■ EXCERPT:
* * *
Costa Rica

*This is a blog post relating to a past trip. The trip was undertaken in August 2014 (7 years ago at the time of writing). So details are going to be a little foggy, but it’s more just for completeness of the blog so I can capture everywhere I have been.

I had just finished my A-Levels and was 18 years old. I’d been toying with the idea of taking a gap year before heading to university but ultimately decided to do a little trip over the summer before returning home to start my degree. I’d say this trip has a real significance as it’s ultimately where Everitts Adventures was born and begun. I had always wanted to travel for as long as I can remember, likely in part due to my experiences as a child where I would go on holidays with my parents. It was never anywhere too extreme or exotic, but at 3 years old I was on my first plane, probably a reason why I’ve always been so comfortable flying. My first real memories of family holidays are in the US and the big theme parks but then also travelling down and relaxing in South Florida. I remember holidays in Turkey, Cyprus, and various Greek Islands. And while these were always about relaxing for my parents we would still go out outside the resort to see and do a few things. Then from 11 years old every school holiday I would be in beautiful southern Spain as my parents had brought a little holiday apartment. Although I’d classify them as relaxing holidays as opposed to “travelling” I think this taught me at a very young age that was a big wide world out there, with lots of wonderful and amazing things to see. I was also comfortable on my own and very independent at a young age too. Likely the result of being an only child, which would also force me to make friends while away. I even flew solo at 16 to Spain and made my way through the airport with no issues. All qualities that would stand me in good stead for my future travels.
* * *
Saved entries:
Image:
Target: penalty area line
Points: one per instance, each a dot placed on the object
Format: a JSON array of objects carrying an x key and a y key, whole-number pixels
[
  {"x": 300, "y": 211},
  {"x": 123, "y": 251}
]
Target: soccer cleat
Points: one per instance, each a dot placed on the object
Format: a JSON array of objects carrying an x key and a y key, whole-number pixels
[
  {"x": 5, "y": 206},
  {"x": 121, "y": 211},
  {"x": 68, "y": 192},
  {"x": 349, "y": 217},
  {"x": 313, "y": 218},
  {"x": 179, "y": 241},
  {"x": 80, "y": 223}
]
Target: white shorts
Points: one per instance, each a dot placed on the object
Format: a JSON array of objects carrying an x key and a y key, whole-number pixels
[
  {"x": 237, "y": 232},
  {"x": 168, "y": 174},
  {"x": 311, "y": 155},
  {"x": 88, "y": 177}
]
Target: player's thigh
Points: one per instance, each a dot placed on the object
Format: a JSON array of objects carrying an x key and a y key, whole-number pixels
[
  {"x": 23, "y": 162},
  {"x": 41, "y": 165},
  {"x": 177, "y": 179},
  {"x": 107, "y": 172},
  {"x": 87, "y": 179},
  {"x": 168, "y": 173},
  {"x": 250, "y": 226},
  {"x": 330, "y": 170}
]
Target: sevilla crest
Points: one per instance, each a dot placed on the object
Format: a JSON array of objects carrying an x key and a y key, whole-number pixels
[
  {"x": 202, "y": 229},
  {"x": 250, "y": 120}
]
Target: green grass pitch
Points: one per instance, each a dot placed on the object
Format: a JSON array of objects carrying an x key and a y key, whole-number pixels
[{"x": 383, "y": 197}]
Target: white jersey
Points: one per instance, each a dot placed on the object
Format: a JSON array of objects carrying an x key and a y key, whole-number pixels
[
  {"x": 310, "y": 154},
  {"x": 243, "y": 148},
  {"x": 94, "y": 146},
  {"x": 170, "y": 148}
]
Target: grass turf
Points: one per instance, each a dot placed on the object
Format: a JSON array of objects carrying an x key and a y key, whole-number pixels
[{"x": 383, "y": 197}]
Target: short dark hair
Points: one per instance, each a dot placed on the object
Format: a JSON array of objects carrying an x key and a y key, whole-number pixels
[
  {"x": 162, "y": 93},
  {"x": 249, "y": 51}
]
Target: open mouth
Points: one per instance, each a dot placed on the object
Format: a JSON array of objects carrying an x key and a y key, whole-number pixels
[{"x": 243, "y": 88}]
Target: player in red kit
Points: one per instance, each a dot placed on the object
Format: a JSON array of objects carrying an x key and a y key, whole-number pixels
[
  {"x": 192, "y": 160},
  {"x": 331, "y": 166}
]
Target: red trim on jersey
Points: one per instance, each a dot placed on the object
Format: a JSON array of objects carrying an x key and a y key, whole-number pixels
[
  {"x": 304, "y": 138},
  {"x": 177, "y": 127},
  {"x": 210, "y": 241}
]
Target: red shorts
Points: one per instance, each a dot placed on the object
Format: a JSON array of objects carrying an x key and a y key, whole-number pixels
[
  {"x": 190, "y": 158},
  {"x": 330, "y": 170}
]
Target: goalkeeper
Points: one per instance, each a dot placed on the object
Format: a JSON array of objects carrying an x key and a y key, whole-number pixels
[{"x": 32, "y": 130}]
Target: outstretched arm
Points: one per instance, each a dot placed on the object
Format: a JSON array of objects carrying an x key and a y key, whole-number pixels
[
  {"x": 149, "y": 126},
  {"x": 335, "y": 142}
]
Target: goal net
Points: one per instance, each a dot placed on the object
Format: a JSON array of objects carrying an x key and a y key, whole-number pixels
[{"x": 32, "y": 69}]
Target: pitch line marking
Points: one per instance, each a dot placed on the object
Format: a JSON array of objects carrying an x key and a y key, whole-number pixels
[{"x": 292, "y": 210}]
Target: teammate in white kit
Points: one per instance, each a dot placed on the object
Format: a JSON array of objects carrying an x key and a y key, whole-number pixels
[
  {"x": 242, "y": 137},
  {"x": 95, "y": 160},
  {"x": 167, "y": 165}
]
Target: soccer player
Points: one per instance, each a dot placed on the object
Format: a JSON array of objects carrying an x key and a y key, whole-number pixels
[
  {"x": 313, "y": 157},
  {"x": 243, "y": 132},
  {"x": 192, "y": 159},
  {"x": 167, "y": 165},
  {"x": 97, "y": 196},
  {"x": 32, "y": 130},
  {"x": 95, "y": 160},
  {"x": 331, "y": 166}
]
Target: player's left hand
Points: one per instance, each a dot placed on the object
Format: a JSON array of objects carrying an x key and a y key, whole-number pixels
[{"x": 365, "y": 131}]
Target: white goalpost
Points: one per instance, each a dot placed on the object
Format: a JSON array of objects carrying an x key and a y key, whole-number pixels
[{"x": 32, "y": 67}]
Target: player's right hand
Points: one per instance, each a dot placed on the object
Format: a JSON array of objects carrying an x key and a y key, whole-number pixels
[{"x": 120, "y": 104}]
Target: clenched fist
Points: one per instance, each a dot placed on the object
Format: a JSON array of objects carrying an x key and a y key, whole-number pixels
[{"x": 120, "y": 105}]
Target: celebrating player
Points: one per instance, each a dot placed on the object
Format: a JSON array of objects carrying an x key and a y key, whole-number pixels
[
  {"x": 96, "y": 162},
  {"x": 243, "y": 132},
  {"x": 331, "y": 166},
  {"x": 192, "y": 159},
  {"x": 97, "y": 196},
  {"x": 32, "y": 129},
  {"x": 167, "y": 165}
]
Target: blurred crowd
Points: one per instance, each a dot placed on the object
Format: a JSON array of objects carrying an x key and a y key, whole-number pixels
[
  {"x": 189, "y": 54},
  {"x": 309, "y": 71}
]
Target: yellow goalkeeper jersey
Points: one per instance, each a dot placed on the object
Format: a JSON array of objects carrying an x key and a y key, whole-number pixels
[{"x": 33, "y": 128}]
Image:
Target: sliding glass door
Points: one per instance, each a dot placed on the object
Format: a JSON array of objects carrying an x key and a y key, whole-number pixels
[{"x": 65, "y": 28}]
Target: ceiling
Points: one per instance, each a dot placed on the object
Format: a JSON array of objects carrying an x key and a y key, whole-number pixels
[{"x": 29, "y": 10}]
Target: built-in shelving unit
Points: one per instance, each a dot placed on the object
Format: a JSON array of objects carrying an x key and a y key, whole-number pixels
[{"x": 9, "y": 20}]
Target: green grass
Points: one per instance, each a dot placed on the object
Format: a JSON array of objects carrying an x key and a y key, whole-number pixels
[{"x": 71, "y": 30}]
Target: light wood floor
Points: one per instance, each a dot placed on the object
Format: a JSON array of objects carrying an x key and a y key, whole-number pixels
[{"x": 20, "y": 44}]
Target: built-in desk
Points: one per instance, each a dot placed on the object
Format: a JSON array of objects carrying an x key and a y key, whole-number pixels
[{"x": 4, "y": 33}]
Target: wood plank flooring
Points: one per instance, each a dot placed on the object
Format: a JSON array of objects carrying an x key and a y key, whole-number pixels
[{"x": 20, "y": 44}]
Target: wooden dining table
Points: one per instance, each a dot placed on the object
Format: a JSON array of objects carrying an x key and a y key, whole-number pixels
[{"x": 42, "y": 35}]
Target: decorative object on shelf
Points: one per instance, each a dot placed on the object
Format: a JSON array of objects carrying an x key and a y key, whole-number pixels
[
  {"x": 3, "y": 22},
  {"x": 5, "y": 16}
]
* * *
Carry on the Costa Rica blog post from its last sentence, keeping its voice.

■ ANSWER TO THIS EXERCISE:
But Costa Rica in 2014 was my first real travelling experience without my parents or a school trip. However I wouldn’t be travelling alone, I would be accompanied by my girlfriend at the time Alice. Although we planned and sorted everything ourselves it’s safe to say we did ease ourselves into things. We made use of the amazing company STA Travel (R.I.P) who helped organise our flights and booked us onto a 16-day group tour run by G Adventures. Nowadays I wouldn’t really dream of booking onto an organised tour and would sort and arrange everything myself. But the art of travelling is also a journey and skill, the more you do it, the more you learn how to do things. You learn what works for you, what you enjoy and what aspects you don’t. It’s like any skill, you can only get better at it with practice. An organised tour though is certainly a great way to get your feet wet travelling. And I would recommend this type of trip to those looking to get a bit more adventurous but are maybe slightly worried about organising everything yourselves. It also takes away some of the stress.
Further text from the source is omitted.